MATERIAL TO PROCESS:
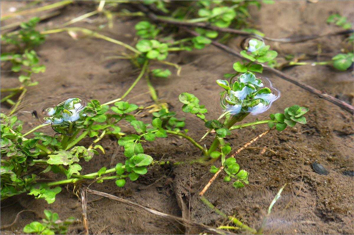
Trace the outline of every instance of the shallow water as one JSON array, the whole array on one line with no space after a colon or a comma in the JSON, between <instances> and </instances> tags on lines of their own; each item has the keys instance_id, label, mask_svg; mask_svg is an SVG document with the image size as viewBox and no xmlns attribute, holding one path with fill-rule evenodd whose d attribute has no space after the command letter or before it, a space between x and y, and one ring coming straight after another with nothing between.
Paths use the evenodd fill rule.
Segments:
<instances>
[{"instance_id":1,"label":"shallow water","mask_svg":"<svg viewBox=\"0 0 354 235\"><path fill-rule=\"evenodd\" d=\"M9 2L1 1L2 13L7 6L13 4ZM349 19L352 21L353 7L348 6L354 7L353 5L352 1L319 1L316 3L303 1L277 1L274 5L264 5L260 12L253 9L252 18L268 37L280 38L294 34L321 34L338 29L325 23L331 12L335 11L351 16L352 18ZM82 14L82 7L70 6L63 16L55 18L54 23L59 25L66 22L65 17L72 18ZM298 10L294 10L295 9ZM116 19L113 29L104 29L101 32L130 43L133 39L124 34L133 34L131 29L136 23ZM92 26L84 22L78 25ZM121 34L117 35L115 33L117 32ZM291 53L299 55L301 53L315 55L319 44L323 51L331 55L339 51L342 40L340 37L334 37L296 44L266 42L281 56ZM240 38L233 39L229 45L235 48L238 44L237 42L241 40ZM128 61L102 61L102 55L109 54L106 52L115 50L122 49L97 39L74 41L64 33L50 35L38 50L41 63L47 66L47 71L43 74L35 75L34 77L39 84L29 88L21 110L30 113L17 114L19 118L25 121L26 129L38 124L30 113L33 110L40 114L45 108L72 98L74 95L87 100L97 99L101 103L121 96L137 74L134 73ZM323 59L329 58L330 56ZM183 92L193 94L199 99L200 104L205 105L208 109L207 119L217 119L223 110L219 105L218 96L223 89L215 81L222 79L224 73L233 72L232 65L238 60L211 46L202 50L172 54L168 60L182 66L181 76L176 75L176 71L173 69L164 65L164 68L172 71L170 78L154 78L152 83L159 98L168 103L170 110L176 112L178 118L186 119L184 128L189 130L188 134L195 139L199 139L207 130L202 121L182 111L182 104L178 101L178 96ZM161 66L153 64L152 68ZM339 72L325 66L303 66L287 68L284 72L333 96L344 94L351 97L353 92L353 76L349 71ZM13 74L2 72L1 75L2 88L16 85L17 78L13 77ZM236 189L230 184L222 182L222 179L217 179L206 193L206 198L223 213L234 215L248 226L257 229L279 189L286 183L287 186L267 221L265 234L353 234L354 181L350 174L344 174L352 172L353 169L352 116L266 71L262 74L257 74L256 77L262 78L265 86L276 88L281 96L278 96L280 98L267 110L257 115L249 115L243 123L254 121L256 118L269 119L270 113L282 112L285 107L297 104L310 108L305 115L308 123L297 124L281 133L270 132L241 152L236 157L237 162L241 169L250 173L250 184ZM266 79L263 78L267 78L272 85L270 83L266 85ZM126 100L144 107L152 104L154 103L149 94L145 93L147 91L145 81L142 79ZM352 98L348 102L353 105ZM1 104L1 112L6 112L8 109ZM151 122L151 114L148 110L144 110L136 118L148 123ZM126 123L121 125L122 131L135 133ZM234 151L268 129L266 125L257 126L255 130L244 128L236 130L225 141L230 143ZM42 130L48 134L54 134L49 126ZM201 144L209 146L213 139L211 134ZM82 144L88 146L92 141L87 138ZM105 154L100 154L90 162L84 163L82 174L96 171L103 167L109 167L112 156L114 157L114 164L125 161L123 150L117 144L116 140L107 137L99 143L104 148ZM265 146L266 151L261 153ZM158 138L152 143L143 143L143 147L144 152L156 160L187 161L200 156L200 152L189 142L172 136ZM312 164L315 161L328 170L327 175L319 175L313 170ZM220 163L217 162L216 164L217 166ZM155 166L136 181L127 181L122 188L118 188L113 181L94 183L90 188L165 213L179 217L190 216L195 221L217 227L227 224L227 222L206 206L197 196L212 176L207 168L196 164L163 167ZM41 177L52 180L62 179L61 176L49 173ZM16 206L4 207L2 202L1 233L21 234L24 225L35 218L39 218L29 212L21 214L21 221L11 226L2 227L11 224L17 213L24 209L33 210L41 215L45 208L49 209L57 212L61 218L74 216L81 221L81 205L76 204L78 199L72 193L73 187L69 186L67 189L63 187L56 202L50 205L26 195L14 197L6 203L7 205L14 203ZM88 201L90 202L88 219L90 232L92 234L181 234L188 230L175 221L161 218L131 206L99 199L95 195L89 195ZM187 208L190 204L190 215L186 215L182 203ZM81 232L82 229L79 221L70 226L69 232L77 234ZM202 232L198 229L189 231L196 234Z\"/></svg>"}]
</instances>

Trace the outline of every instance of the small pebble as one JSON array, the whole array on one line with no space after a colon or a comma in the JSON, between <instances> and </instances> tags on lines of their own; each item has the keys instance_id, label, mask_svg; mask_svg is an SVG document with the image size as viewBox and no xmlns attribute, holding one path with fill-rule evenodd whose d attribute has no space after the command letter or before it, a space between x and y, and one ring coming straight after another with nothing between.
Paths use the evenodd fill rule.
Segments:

PROBLEM TO WORK ON: Reproduce the entire listing above verbatim, leaving out the pictures.

WRITTEN ANSWER:
Trace the outline of every instance of the shallow water as one JSON array, the whole array on one line with no space after a colon or a comma in the JSON, between <instances> and </instances> tags on lines of their own; each item has the keys instance_id, label, mask_svg; mask_svg is an SVG document with the image size as viewBox and no xmlns attribute, holding one path with fill-rule evenodd whose d attribute has no space after the command letter or before it, a space between x and y, and one ring coming straight after another with nothing between.
Paths use the evenodd fill rule.
Segments:
<instances>
[{"instance_id":1,"label":"shallow water","mask_svg":"<svg viewBox=\"0 0 354 235\"><path fill-rule=\"evenodd\" d=\"M9 2L1 1L2 13L7 6L13 4ZM349 19L352 21L353 7L348 6L354 7L353 5L352 1L319 1L316 3L303 1L277 1L274 5L264 5L260 12L253 9L252 18L268 37L280 38L294 34L321 34L338 29L325 23L331 12L335 11L351 16L352 18ZM82 14L82 7L70 6L63 16L55 18L54 23L59 25L66 22L65 17L72 18ZM298 10L294 10L295 9ZM116 19L113 29L104 29L101 32L130 43L133 39L124 34L133 34L131 29L136 23ZM92 26L84 22L78 25ZM121 34L117 35L115 33L117 32ZM291 53L299 55L301 53L315 55L319 44L323 51L331 55L339 51L342 40L340 37L334 37L296 44L266 42L281 56ZM240 38L233 39L229 45L235 48L238 44L237 42L241 40ZM128 61L102 61L102 55L109 54L106 52L115 50L122 49L97 39L74 41L64 33L50 35L38 50L41 63L47 66L47 71L43 74L35 75L34 77L39 84L29 88L21 110L30 113L17 114L19 118L25 121L26 129L38 124L30 113L33 110L40 114L45 108L72 98L74 95L87 100L97 99L101 103L121 96L137 74L134 73ZM323 59L329 58L330 56ZM183 92L193 94L199 99L200 104L205 105L208 109L207 119L217 119L223 110L219 105L218 96L223 89L215 81L222 79L224 73L233 72L232 65L238 60L211 46L202 50L172 54L168 60L182 66L181 76L176 75L176 71L173 69L164 65L164 68L172 71L170 78L154 78L152 83L159 98L168 103L170 110L176 112L178 118L186 119L184 128L189 130L188 134L195 139L199 139L207 130L202 121L182 111L182 104L178 101L178 96ZM161 66L153 64L152 68ZM339 72L325 66L303 66L287 68L284 72L333 96L344 94L351 97L353 92L353 76L349 71ZM13 74L2 72L1 75L2 88L16 85L17 78L13 77ZM236 189L230 184L222 182L222 179L217 179L206 193L206 198L223 213L234 215L248 226L257 229L279 189L286 183L287 186L267 221L265 234L353 234L354 181L350 174L344 174L352 172L353 169L352 116L266 71L262 74L257 74L256 77L262 78L265 86L276 88L281 96L278 96L280 98L267 110L257 115L249 115L243 123L254 121L256 118L269 119L270 113L282 112L285 107L297 104L310 108L305 115L308 123L297 124L281 133L270 132L241 152L236 157L237 162L241 169L250 173L250 184ZM266 79L263 78L267 78L272 85L270 83L266 85ZM126 100L144 107L152 104L154 103L149 94L145 93L147 91L145 81L142 79ZM352 98L348 102L353 105ZM1 104L1 112L6 112L8 109ZM151 122L151 114L148 110L144 110L136 118L148 123ZM126 123L121 125L122 131L135 133ZM234 151L268 129L266 125L257 126L255 130L244 128L236 130L225 141L230 143ZM42 130L48 134L54 134L49 126ZM201 144L209 146L213 139L211 134ZM82 144L88 146L92 141L87 138ZM105 154L100 154L90 162L84 163L82 174L96 171L103 167L109 167L112 156L114 157L114 164L125 161L123 150L117 144L116 140L107 137L99 143L104 148ZM265 146L266 151L261 153ZM158 138L152 143L143 143L143 147L144 152L156 160L187 161L200 156L200 152L189 142L172 136ZM312 164L315 161L328 170L327 175L319 175L313 170ZM220 163L217 162L216 164L217 166ZM155 166L136 181L127 181L122 188L118 188L113 181L94 183L90 188L165 213L179 217L190 216L195 221L217 227L227 224L227 222L206 206L197 196L212 176L207 168L196 164L163 167ZM41 177L52 180L62 179L61 176L49 173ZM16 206L4 207L2 202L1 233L21 234L24 225L35 218L39 218L29 212L21 214L21 221L11 226L2 227L11 224L17 213L24 209L33 210L41 215L45 208L49 209L57 212L61 218L74 216L81 221L81 205L76 204L78 199L72 193L73 187L69 186L67 189L63 187L56 202L50 205L26 195L14 197L6 203L7 205L14 203ZM88 201L90 202L88 219L90 232L92 234L181 234L188 230L175 221L161 218L131 206L99 199L95 195L89 195ZM187 208L190 204L190 215L186 215L182 203ZM81 232L82 229L79 221L70 226L69 232L77 234ZM202 232L198 229L189 231L196 234Z\"/></svg>"}]
</instances>

Trace the outline of every instance of the small pebble as one JSON array, the whole array on one line with no space after a colon or a comma in the JSON, between <instances> and </instances> tags on lines of their own; each item has the keys instance_id, label, mask_svg; mask_svg is an SVG document with the image size as viewBox and no xmlns attribute, holding one path with fill-rule evenodd whose d attribute has no space after the command letter or before it, a space between x and y, and one ring coming straight after another with nothing between.
Paths use the evenodd fill rule.
Segments:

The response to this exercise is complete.